Aim of the task
The full listing should be set down again precisely.

Records supplied
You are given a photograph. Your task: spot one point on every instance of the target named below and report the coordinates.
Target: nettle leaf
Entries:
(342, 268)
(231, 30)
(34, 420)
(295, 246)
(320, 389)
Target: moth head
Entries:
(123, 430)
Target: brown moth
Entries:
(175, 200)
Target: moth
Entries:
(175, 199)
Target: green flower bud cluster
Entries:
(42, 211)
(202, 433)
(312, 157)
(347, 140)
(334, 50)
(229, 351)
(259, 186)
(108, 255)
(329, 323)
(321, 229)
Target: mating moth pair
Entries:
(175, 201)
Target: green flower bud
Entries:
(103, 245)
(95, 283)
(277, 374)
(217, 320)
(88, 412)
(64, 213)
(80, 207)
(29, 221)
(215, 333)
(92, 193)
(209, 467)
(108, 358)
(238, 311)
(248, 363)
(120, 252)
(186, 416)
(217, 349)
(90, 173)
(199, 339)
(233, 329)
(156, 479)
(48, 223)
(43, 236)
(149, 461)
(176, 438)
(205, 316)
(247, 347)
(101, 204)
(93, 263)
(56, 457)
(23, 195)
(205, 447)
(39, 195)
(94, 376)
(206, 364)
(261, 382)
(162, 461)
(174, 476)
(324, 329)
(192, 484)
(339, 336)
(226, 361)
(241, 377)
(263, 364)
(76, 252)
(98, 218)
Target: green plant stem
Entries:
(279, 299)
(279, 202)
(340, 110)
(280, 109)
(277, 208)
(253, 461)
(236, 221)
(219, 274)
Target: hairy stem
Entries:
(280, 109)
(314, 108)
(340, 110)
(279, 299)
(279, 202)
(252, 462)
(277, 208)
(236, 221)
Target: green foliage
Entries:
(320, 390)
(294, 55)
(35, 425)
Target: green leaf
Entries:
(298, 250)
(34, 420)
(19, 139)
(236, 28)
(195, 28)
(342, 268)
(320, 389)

Response to this exercise
You are given a photograph. Your task: spot one point on every instance of the target named below and report the coordinates.
Target: nettle leaf
Entries:
(342, 268)
(231, 30)
(34, 420)
(295, 246)
(320, 389)
Target: moth head
Entries:
(123, 430)
Target: brown moth
Entries:
(175, 200)
Target: moth
Entries:
(175, 199)
Target: green flower bud cluster
Entries:
(42, 211)
(202, 433)
(312, 157)
(347, 140)
(334, 50)
(229, 351)
(259, 186)
(108, 255)
(329, 323)
(321, 229)
Target: mating moth pair
Entries:
(175, 201)
Target: green flower bud
Entries:
(103, 245)
(95, 283)
(277, 374)
(217, 320)
(88, 412)
(64, 213)
(80, 207)
(29, 221)
(215, 333)
(92, 193)
(209, 467)
(108, 358)
(238, 311)
(248, 363)
(120, 252)
(186, 416)
(217, 349)
(90, 173)
(199, 339)
(233, 329)
(156, 479)
(48, 223)
(43, 236)
(149, 461)
(176, 438)
(205, 316)
(247, 347)
(101, 204)
(93, 263)
(56, 457)
(23, 195)
(205, 447)
(39, 195)
(94, 376)
(206, 364)
(261, 382)
(162, 461)
(174, 476)
(324, 329)
(192, 484)
(339, 336)
(226, 361)
(241, 377)
(263, 364)
(76, 252)
(98, 218)
Target: green plant stem
Entries:
(279, 299)
(279, 202)
(340, 110)
(280, 109)
(277, 208)
(253, 461)
(236, 221)
(219, 274)
Target: hairy stem
Entries:
(280, 109)
(314, 108)
(340, 110)
(279, 299)
(279, 202)
(252, 462)
(277, 208)
(236, 221)
Target: green foliage
Entries:
(320, 390)
(294, 55)
(35, 425)
Target: green leaf
Entries:
(298, 250)
(34, 420)
(19, 139)
(236, 28)
(195, 28)
(342, 268)
(320, 389)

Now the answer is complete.